Point-per-instance localization data

_____

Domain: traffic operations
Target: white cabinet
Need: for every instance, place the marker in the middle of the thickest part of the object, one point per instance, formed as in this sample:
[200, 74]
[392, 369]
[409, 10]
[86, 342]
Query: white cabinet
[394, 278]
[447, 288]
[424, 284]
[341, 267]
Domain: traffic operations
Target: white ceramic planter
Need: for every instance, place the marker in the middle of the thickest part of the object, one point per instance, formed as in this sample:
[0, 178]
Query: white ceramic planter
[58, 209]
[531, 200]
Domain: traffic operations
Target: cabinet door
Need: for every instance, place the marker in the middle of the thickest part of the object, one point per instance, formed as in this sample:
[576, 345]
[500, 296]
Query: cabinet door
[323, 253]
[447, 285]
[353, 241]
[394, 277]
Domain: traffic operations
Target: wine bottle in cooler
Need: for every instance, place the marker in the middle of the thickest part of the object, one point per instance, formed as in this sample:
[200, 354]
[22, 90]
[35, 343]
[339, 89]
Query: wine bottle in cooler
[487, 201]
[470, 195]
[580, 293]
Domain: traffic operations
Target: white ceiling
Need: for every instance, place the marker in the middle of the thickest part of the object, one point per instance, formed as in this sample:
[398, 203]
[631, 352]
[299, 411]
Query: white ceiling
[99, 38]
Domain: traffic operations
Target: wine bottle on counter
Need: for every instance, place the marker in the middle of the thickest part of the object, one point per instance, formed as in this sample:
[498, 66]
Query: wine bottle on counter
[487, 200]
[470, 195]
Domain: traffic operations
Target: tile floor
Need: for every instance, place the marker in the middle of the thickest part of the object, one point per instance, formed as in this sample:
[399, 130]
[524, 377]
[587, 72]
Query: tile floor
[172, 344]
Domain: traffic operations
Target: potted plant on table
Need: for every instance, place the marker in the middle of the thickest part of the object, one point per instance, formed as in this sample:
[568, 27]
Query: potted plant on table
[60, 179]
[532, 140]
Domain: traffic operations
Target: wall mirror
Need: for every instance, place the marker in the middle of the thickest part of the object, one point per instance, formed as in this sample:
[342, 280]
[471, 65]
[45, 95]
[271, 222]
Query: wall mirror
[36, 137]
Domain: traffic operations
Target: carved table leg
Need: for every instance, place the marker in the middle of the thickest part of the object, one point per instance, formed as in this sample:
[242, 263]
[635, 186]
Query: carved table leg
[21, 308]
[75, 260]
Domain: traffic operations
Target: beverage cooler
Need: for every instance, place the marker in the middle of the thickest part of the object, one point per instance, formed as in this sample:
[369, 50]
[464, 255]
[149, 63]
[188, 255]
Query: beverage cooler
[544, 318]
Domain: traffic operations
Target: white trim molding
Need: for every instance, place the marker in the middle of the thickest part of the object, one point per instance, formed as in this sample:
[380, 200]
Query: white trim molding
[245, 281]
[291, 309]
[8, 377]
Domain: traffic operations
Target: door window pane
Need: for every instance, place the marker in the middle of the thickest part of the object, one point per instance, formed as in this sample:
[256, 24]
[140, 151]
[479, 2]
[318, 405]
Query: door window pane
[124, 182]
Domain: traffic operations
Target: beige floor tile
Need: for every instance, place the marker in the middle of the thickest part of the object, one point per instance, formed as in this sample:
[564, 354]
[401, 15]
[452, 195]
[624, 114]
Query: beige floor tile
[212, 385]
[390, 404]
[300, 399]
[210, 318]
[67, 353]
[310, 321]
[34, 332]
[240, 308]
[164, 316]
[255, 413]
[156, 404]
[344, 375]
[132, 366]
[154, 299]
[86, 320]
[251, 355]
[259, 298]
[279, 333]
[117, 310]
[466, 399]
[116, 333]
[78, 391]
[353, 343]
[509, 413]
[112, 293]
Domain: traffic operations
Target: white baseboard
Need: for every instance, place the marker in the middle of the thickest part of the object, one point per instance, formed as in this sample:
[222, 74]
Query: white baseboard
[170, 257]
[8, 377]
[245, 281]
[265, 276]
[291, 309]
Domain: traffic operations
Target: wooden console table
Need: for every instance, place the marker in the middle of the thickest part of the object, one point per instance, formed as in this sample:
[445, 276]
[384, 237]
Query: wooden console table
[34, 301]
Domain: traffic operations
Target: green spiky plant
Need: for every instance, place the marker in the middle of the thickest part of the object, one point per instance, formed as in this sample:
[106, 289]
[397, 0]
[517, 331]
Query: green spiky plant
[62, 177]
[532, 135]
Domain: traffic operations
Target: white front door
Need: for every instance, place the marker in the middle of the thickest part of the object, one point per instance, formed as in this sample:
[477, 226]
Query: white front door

_____

» Work instructions: Lines containing the word "front" must be found in the data above and copied.

» Final answer:
Target: white front door
Query: white front door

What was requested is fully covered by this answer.